▶ PROBLEM DESCRIPTION: Extract everything from the line containing "Target: white flower" down to the line containing "x=415 y=208", both included, and reproduce those lines exactly.

▶ GIVEN DATA:

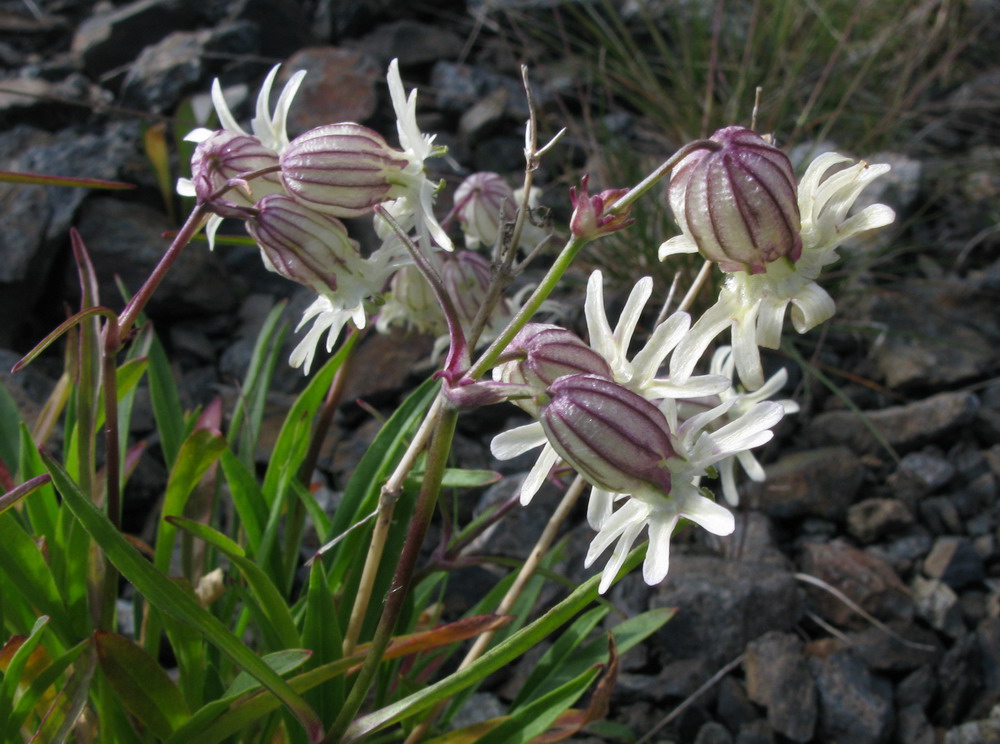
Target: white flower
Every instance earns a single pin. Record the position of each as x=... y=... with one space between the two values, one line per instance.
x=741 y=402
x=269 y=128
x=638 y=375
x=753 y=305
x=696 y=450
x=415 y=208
...
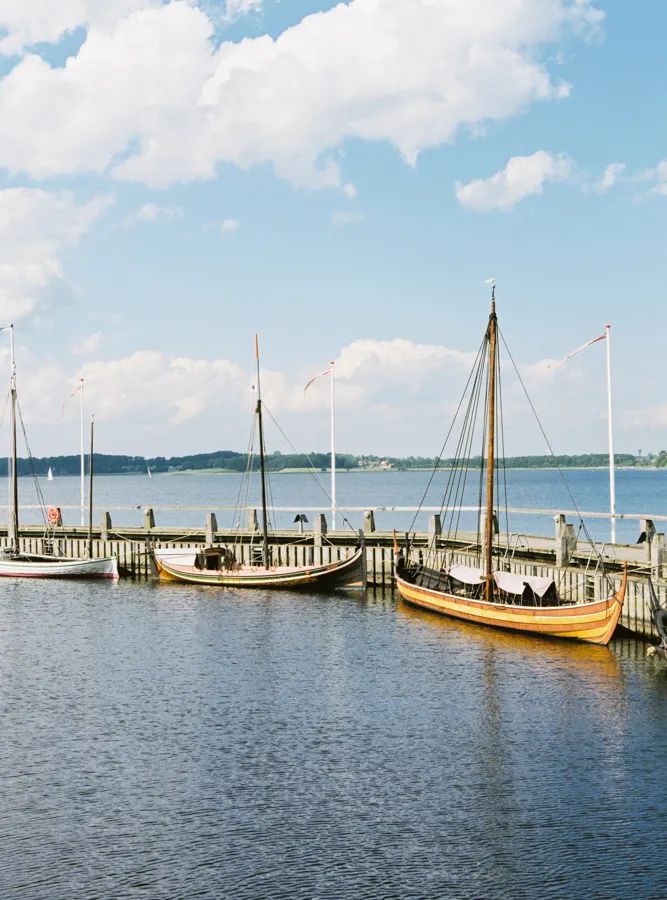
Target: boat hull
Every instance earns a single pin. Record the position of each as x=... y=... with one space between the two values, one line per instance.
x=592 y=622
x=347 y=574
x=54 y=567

▶ FULL ANSWER:
Target: white flower
Every instance earns a single pin. Record the position of each as x=... y=... with one space between the two values, one line per instance.
x=741 y=402
x=269 y=128
x=638 y=375
x=753 y=305
x=696 y=450
x=415 y=208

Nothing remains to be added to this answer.